EXERCISES
[A] Using the passage on yield-related QTLs, answer these questions:
(i) How many genes are in the QTL51 region?
(ii) Which QTN was chosen to test how the QTL51 protein phosphatase 2 C gene relates to yield traits?
(iii) How many genes were identified in the QTL55 region?
[B] List every gene identifier that appears in the passage on yield-related QTLs.
[C] For each statement, say whether it agrees with the passage on yield-related QTLs, and quote the words that decide it.
(i) At the QTN GX370348, genotype G had the lowest SC value.
(ii) Expression of Gh_D09G064400 rose significantly 6 h after drought stress.
(iii) At the QTN GX69396, the A genotype had higher SC and BW values than the G genotype.

SUPPLIED TEXT
------------
Among the 11 QTLs identified with high confidence, QTL51 and QTL55 were associated with three and two yield traits, respectively (Fig. 2). Through analysis of transcriptome data obtained from different tissues, most of the 15 genes in the QTL51 region were found to be expressed in fiber tissues or ovules during fiber development (Fig. 3b), and a gene encoding protein phosphatase 2 C (Gh_D09G064400) was identified in this region. Gh_D09G064400 is homologous to Arabidopsis protein phosphatase 2 C and is highly expressed in fibers and ovules, especially in the early stages of fiber development (Fig. 3c). Moreover, the expression of Gh_D09G064400 was significantly higher at 12 and 24 h after drought stress (Figure S3). The QTN (GX370348), which is most closely related to the protein phosphatase 2 C protein gene, was selected to assess the correlation between this gene and phenotypic traits affecting yield. Comparison of the SC phenotypes of the three genotypes at this site revealed that the SC value of genotype A was significantly higher than that of both genotype G and the heterozygous genotype and that the SC value of genotype G was the lowest. Moreover, comparison of the LC and BW phenotypes of the three genotypes revealed results consistent with those observed for SC (Fig. 3d). Furthermore, transcriptome data showed that this gene was highly expressed in developing fiber and ovules, indicating its potential role in enhancing SC, LC and BW. Another stable locus, QTL55, was associated with BW and SC etc. yield traits. A total of 87 genes were identified in this QTL region. Transcriptome data analysis revealed that some of these genes were highly expressed in fiber tissues or ovules during fiber development (Figure S5). Two candidate genes were screened: Gh_D10G254000, which is a member of the actin gene family and homologous to the actin gene of Arabidopsis thaliana, and Gh_D10G261000, which is a protein phosphatase 2 C protein gene. Both of these genes are highly expressed in ovules at the early stage of fiber development (Figure S5c). Similarly, the most recently identified QTN (GX69396) was selected for analysis, and it was found that the SC and BW values of the G genotype were significantly higher than those of the A genotype (Figure S5d), indicating that these two candidate genes also play an important role in yield-related phenotypes.
------------
SUPPLIED ENTRIES
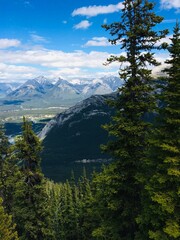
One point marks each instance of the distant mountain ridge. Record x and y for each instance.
(43, 91)
(74, 136)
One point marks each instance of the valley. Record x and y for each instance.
(68, 118)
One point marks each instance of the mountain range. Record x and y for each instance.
(72, 138)
(43, 92)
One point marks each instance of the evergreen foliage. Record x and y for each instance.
(9, 172)
(162, 220)
(121, 180)
(31, 210)
(70, 210)
(7, 228)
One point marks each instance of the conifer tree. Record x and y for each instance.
(31, 208)
(9, 173)
(7, 228)
(138, 39)
(161, 218)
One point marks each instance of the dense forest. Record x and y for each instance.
(137, 196)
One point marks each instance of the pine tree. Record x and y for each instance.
(9, 173)
(31, 210)
(161, 218)
(7, 228)
(138, 39)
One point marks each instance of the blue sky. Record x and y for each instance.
(57, 38)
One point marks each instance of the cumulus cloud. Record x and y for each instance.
(6, 43)
(98, 42)
(37, 38)
(10, 72)
(83, 25)
(22, 64)
(92, 11)
(168, 4)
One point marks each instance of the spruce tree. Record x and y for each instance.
(121, 193)
(161, 218)
(9, 172)
(7, 228)
(31, 210)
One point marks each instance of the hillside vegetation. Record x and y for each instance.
(136, 197)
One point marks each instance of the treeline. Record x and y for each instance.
(137, 197)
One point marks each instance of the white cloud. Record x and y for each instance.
(92, 11)
(105, 21)
(37, 38)
(22, 64)
(98, 42)
(168, 4)
(10, 72)
(167, 40)
(83, 25)
(6, 43)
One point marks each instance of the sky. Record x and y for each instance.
(64, 38)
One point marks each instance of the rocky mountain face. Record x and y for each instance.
------------
COMPLETED EXERCISE
[A]
(i) 15
(ii) GX370348
(iii) 87

[B] Gh_D09G064400, Gh_D10G254000, Gh_D10G261000

[C]
(i) Yes: "the SC value of genotype G was the lowest"
(ii) No: "the expression of Gh_D09G064400 was significantly higher at 12 and 24 h after drought stress"
(iii) No: "the SC and BW values of the G genotype were significantly higher than those of the A genotype"